ASSIGNED TASK 1: According to the article on Ja Rule and the Fyre Festival documentaries, what prison sentence did Billy McFarland receive in October 2018?
ASSIGNED TASK 2: Return everything from "The Netflix and" down to "for misleading investors." in the Ja Rule article, copied exactly.

EXCERPTED TEXT:
+ + + + +

Entertainment

Here’s Why Ja Rule Still Hasn’t Seen Any Of The Fyre Festival Documentaries

by Jessica Wang
Allen Berezovsky/Getty Images Entertainment/Getty Images

In an upcoming appearance on Watch What Happens Live, Ja Rule revealed he hasn’t seen the Fyre Festival documentaries that were released earlier this year. The co-founder of the ill-fated luxury music festival got candid about the disastrous 2017 event with Andy Cohen in an upcoming Tuesday, Oct. 8 episode of the Bravo series. As it turns out, Ja Rule has a reason for not having tuned into Netflix’s Fyre: The Greatest Party That Never Happened and Hulu’s Fyre Fraud. “I have not,” Ja Rule said when asked if he’s watched the docs. “I lived it, Andy! I’m good.”

The Netflix and Hulu documentaries, which debuted just a few days apart in January, chronicled the disastrous planning and execution that went into the festival that had been scheduled to take place between April 28 to April 30 and May 5 to May 7 in 2017 on the Bahamian island of Great Exuma, once owned by Colombian drug lord Pablo Escobar (as touted in the festival’s promotional video). The inaugural festival weekend left thousands of concert-goers stranded on the island with sub par infrastructure and cheese sandwiches. A legal storm ensued after its cancellation, with co-founder and CEO of Fyre Media Inc. Billy McFarland sentenced to six years in prison for fraud in October 2018 for misleading investors.

+ + + + +

RECORDS PROVIDED:
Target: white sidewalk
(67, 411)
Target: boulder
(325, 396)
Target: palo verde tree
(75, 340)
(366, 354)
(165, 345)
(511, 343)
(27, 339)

+ + + + +

EXERCISE ANSWER 1: Six years in prison for fraud.

EXERCISE ANSWER 2:
The Netflix and Hulu documentaries, which debuted just a few days apart in January, chronicled the disastrous planning and execution that went into the festival that had been scheduled to take place between April 28 to April 30 and May 5 to May 7 in 2017 on the Bahamian island of Great Exuma, once owned by Colombian drug lord Pablo Escobar (as touted in the festival’s promotional video). The inaugural festival weekend left thousands of concert-goers stranded on the island with sub par infrastructure and cheese sandwiches. A legal storm ensued after its cancellation, with co-founder and CEO of Fyre Media Inc. Billy McFarland sentenced to six years in prison for fraud in October 2018 for misleading investors.